[begin The records]

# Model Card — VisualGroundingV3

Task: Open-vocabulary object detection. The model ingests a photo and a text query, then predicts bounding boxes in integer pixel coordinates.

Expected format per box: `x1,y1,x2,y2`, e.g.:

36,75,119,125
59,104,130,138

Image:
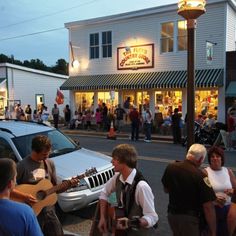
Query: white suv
0,120,114,212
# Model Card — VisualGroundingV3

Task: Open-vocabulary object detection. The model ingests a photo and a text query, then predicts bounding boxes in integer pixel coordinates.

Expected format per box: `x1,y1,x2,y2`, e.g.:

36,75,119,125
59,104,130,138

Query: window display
75,93,94,112
155,91,182,118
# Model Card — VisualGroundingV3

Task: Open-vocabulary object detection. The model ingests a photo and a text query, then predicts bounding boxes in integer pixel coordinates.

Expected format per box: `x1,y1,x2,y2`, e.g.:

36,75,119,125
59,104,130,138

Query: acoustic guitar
11,168,97,215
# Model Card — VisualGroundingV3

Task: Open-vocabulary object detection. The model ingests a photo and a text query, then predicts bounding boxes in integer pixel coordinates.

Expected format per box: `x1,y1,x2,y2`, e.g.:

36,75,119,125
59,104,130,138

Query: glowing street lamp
178,0,206,148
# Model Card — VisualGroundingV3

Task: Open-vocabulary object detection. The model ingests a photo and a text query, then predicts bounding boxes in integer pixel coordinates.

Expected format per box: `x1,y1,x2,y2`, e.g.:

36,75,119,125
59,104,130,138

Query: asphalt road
63,135,236,236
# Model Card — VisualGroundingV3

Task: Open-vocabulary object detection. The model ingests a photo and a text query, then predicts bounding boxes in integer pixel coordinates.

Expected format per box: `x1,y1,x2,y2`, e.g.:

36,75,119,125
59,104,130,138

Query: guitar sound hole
37,191,46,200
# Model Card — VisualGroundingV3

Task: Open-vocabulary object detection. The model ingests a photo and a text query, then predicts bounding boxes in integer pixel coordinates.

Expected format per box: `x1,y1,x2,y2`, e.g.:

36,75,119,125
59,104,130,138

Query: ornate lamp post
178,0,206,148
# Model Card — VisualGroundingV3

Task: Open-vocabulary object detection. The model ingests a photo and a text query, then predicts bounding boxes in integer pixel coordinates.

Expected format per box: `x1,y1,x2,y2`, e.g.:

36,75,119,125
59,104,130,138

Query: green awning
60,69,224,91
225,81,236,97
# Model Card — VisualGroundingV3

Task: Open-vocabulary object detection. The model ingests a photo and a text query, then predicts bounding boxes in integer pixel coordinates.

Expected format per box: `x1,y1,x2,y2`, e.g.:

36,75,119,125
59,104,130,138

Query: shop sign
206,41,213,64
117,44,154,70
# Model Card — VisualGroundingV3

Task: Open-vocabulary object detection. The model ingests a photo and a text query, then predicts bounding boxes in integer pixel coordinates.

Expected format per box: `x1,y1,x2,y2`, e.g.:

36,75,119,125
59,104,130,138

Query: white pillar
182,88,187,119
93,91,98,114
148,90,155,114
217,87,225,123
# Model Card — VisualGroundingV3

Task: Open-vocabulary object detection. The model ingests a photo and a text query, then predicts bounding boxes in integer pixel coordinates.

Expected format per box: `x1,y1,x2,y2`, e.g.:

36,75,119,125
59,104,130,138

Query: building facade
61,0,236,122
0,63,70,116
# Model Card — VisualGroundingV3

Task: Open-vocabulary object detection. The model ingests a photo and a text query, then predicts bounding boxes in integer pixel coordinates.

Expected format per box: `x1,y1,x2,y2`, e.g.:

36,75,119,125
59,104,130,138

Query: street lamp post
178,0,206,148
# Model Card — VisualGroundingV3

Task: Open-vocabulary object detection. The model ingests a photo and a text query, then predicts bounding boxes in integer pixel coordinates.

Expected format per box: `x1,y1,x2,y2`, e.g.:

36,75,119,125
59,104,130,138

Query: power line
0,27,65,41
0,0,99,29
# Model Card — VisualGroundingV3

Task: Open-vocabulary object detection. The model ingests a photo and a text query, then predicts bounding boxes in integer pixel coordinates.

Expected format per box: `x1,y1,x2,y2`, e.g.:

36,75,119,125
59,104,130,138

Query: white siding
70,2,229,75
0,67,6,78
226,5,236,51
4,67,69,115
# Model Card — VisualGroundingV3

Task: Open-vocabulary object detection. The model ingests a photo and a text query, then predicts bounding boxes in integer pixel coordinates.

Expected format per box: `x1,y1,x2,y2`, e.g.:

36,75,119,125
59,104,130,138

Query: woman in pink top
95,108,102,131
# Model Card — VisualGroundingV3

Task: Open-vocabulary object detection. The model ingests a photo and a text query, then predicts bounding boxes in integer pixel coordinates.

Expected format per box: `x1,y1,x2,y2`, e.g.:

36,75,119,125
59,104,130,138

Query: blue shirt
0,199,43,236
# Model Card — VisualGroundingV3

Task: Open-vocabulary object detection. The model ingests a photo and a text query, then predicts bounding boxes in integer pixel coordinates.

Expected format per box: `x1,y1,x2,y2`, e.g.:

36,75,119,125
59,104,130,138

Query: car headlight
66,179,88,193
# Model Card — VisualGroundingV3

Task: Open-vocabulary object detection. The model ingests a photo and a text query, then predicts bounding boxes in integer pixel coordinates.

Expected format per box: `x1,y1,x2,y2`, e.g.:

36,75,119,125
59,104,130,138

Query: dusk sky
0,0,178,66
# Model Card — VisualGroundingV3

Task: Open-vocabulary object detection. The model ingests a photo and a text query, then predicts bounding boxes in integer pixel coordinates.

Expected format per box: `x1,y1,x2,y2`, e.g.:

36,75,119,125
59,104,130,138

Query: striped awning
60,69,223,91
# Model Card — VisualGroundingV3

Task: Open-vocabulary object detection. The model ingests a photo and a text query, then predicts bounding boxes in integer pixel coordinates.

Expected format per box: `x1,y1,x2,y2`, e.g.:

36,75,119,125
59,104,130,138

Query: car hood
52,148,112,179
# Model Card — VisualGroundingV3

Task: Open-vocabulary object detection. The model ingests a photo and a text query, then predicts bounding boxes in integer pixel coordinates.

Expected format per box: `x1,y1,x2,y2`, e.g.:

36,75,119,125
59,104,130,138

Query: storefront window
195,89,218,118
155,91,182,117
75,93,94,112
98,91,118,109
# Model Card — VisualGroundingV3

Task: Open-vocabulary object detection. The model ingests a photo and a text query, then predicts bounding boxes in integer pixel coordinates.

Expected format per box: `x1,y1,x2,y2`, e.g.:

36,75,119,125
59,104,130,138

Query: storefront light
178,0,206,19
178,0,206,148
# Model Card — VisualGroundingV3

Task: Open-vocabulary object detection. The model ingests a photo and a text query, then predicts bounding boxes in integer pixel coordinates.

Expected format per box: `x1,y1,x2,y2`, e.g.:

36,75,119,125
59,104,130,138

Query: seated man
0,158,43,236
98,144,158,236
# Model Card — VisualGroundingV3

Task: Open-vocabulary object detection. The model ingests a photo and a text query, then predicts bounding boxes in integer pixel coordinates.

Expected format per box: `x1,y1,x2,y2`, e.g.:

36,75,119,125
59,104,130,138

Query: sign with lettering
117,44,154,70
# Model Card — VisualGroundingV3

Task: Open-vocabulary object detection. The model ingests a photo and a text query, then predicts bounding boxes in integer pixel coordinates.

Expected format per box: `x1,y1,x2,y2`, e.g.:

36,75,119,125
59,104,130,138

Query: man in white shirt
98,144,158,236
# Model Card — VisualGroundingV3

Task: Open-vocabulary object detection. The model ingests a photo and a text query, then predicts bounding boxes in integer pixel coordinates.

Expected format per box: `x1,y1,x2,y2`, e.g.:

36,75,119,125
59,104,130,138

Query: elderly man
162,144,216,236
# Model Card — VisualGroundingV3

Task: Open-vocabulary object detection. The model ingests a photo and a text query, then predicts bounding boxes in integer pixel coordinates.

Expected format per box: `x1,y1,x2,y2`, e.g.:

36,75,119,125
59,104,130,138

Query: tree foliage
0,54,68,75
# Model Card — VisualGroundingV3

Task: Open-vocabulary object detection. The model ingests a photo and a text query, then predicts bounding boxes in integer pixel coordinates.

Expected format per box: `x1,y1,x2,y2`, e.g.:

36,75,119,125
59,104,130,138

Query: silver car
0,120,114,212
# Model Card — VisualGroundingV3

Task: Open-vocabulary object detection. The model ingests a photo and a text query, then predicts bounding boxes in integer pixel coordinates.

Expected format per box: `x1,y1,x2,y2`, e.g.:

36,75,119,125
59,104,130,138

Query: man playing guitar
17,135,64,236
98,144,158,236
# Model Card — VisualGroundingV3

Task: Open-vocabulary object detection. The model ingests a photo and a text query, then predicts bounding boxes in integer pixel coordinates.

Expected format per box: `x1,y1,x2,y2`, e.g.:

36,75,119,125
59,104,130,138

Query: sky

[end The records]

■ **Set problem**: Please list every line of the records above that contains the word "window".

■ **Solution below**:
Query: window display
Query: storefront window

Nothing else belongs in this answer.